### Supplied passage
Honestly, neither show is as good as I would hope, thanks in large part to so many downright ordinary hours penned by Philip Broadley across both series. But the more Wyngarde the better, I’d say. At their best, both shows gave us excellent examples of these fun romps, and for the most part, when they weren’t thrilling, they were usually at least competently-made and intelligent, with very good guest actors, and I enjoyed them overall. Good stuff.

I had such fun introducing our son to the entertaining world of ITC that we’re going to have some sampling mini-seasons of five other shows from the company for the blog a little later this year. We’ll start with a few episodes of Danger Man in August. Stay tuned!

Doctor Who: Fury From the Deep (parts five and six)

As much as I’d like to claim that I’ve spent the last three evenings completely lost in the fun of escapism and remade lost sixties TV, I haven’t been able to stop thinking about the future, because this release of “Fury” is attached to the real world in a specific way. I haven’t spoken much in the pages of this blog about the pandemic. We’re very, very fortunate to have good jobs and can work from home and are earning enough to pay off bills and set a little bit aside just in case the economy were to start taking a crash dive. Ordering DVDs from another country is a luxury.

I’m worried about what might start happening in the near future. Amazon UK’s international shipping prices went from “incredibly cheap” to “unbelievably exorbitant” overnight, and so I ended up ordering “Fury From the Deep” from Base.com. Within two weeks of my package arriving, Base sent a follow-up email to North American customers announcing that they are no longer shipping outside of Europe. It feels like a harbinger of bad times coming.

Sorry to have a downer of an entry. We did enjoy the story very much, and I’m so pleased with the great work by the animation team. I hope that they’re able to release another classic serial in 2021, and maybe they’ll release it to a happier world. Fingers crossed!

Doctor Who: Fury From the Deep (parts three and four)

They did a really good job in this serial foreshadowing Victoria’s decision to leave at the end of it. Perhaps Peter Bryant, who had taken over as producer, looked back at what a raw deal Michael Craze and Anneke Wills were given when his predecessors wrote out Ben and Polly at the end of “The Faceless Ones” and decided that they needed to do better. So Victoria gets plenty of opportunities to express that she is very tired of this life and sick of being terrified by monsters everywhere they go. The Doctor and Jamie are not entirely empathetic to her position on this. They’re having too much fun.

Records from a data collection

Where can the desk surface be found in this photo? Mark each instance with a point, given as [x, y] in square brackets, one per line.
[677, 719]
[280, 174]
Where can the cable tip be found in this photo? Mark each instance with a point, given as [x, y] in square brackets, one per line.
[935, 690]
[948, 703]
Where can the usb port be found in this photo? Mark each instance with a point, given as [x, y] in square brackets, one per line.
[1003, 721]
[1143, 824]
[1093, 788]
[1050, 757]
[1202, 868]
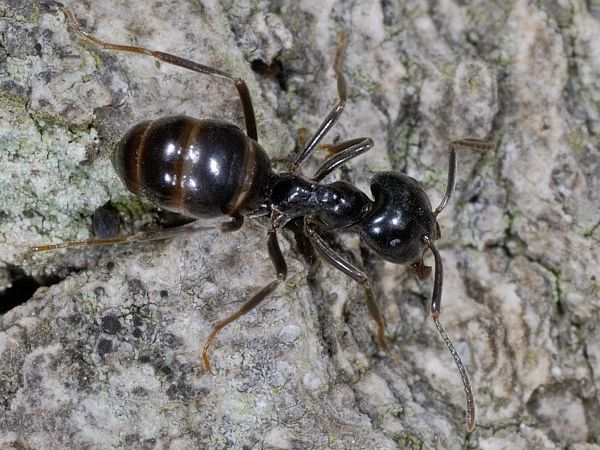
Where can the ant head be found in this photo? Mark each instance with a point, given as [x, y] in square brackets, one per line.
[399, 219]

* * *

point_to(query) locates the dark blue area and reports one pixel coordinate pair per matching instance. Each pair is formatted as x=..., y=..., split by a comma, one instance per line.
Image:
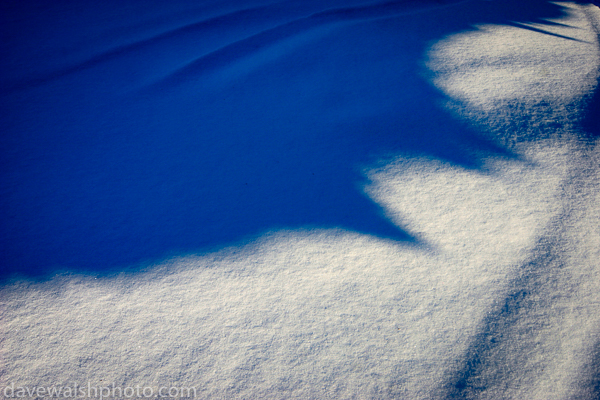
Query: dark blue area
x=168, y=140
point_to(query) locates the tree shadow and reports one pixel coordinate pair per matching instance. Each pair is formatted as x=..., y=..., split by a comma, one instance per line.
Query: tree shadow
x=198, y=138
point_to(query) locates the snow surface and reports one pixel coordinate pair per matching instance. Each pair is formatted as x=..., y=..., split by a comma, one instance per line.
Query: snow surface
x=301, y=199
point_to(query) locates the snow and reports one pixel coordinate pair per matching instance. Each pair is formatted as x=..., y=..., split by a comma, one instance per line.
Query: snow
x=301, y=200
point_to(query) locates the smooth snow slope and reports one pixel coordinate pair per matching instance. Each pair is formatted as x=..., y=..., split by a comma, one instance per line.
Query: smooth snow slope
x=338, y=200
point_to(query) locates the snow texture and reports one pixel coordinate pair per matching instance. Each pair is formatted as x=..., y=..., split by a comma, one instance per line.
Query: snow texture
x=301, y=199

* * *

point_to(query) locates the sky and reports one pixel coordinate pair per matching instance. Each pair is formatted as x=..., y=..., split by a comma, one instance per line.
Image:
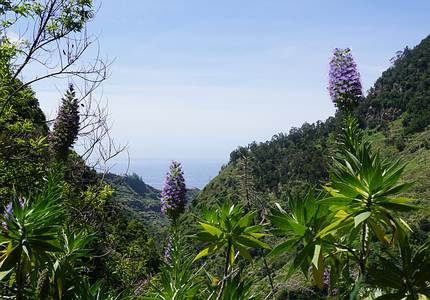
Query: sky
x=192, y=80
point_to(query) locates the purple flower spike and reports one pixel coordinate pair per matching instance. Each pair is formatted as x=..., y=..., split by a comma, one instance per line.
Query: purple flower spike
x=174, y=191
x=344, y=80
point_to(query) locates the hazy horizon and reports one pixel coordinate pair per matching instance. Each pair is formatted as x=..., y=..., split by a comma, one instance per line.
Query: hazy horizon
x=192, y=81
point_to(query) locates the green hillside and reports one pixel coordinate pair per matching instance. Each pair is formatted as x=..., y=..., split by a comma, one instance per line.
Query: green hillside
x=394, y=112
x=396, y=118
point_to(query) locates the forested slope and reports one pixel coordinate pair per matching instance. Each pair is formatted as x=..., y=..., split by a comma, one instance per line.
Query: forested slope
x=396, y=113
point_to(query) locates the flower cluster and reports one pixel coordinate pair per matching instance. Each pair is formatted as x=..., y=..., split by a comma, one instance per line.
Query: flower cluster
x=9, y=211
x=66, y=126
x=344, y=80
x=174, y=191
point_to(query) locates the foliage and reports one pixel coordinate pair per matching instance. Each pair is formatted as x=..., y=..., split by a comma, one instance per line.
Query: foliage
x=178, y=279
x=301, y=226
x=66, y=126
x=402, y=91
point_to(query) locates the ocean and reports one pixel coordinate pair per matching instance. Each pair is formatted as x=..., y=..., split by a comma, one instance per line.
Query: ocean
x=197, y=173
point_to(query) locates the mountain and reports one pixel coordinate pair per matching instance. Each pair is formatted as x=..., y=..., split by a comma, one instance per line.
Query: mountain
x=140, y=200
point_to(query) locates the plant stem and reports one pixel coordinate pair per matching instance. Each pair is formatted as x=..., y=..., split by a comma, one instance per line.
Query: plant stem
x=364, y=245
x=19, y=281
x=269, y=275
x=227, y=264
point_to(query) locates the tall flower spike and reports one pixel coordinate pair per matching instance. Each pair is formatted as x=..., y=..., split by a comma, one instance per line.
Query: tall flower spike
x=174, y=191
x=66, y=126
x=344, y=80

### Requirement 1
Condense the paragraph of the TV blog passage that begins "I'm worried about what might start happening" into a short bulleted list that keeps its main facts.
### Requirement 2
Using the TV blog passage, decide whether each statement agrees with it, answering yes or no and quoting the words that settle it: (a) The writer bought "Fury From the Deep" from Amazon UK. (b) The writer plans to show their son a few episodes of Danger Man in August. (c) Peter Bryant had taken over as producer.
### Requirement 3
Carry on the TV blog passage, starting right after its final sentence.

### Answer box 1
- Amazon UK's international shipping prices jumped overnight from very cheap to exorbitant.
- The writer therefore ordered "Fury From the Deep" from Base.com.
- Within two weeks of the package arriving, Base emailed North American customers to say it would no longer ship outside Europe.
- The writer sees this as a sign of bad times ahead.

### Answer box 2
(a) No: "I ended up ordering “Fury From the Deep” from Base.com"
(b) Yes: "We’ll start with a few episodes of Danger Man in August."
(c) Yes: "Peter Bryant, who had taken over as producer"

### Answer box 3
We switched to the black and white presentations of parts three and four in the new set, and our son quasi-complained that it just made it even more frightening. It really is something else; he went behind the sofa for the eerie cliffhanger to part three, and spent most of the following half hour behind it. It’s a shame that any television is lost – it should all be available for people who wish to enjoy it – but I wonder whether the loss of part four isn’t one of the greatest losses in all of Doctor Who. The audio and the animation is darker and creepier than our son was ready for, and incredibly effective. The recovery of most of “The Web of Fear” proved that Who was on fire that season telling scary, effective stories about monsters in dark tunnels with incredibly good visuals. I wish very badly that this episode still existed to see how it compares. If I could pick which of the 97 that are still lost could come back next, I think it would have to be this one.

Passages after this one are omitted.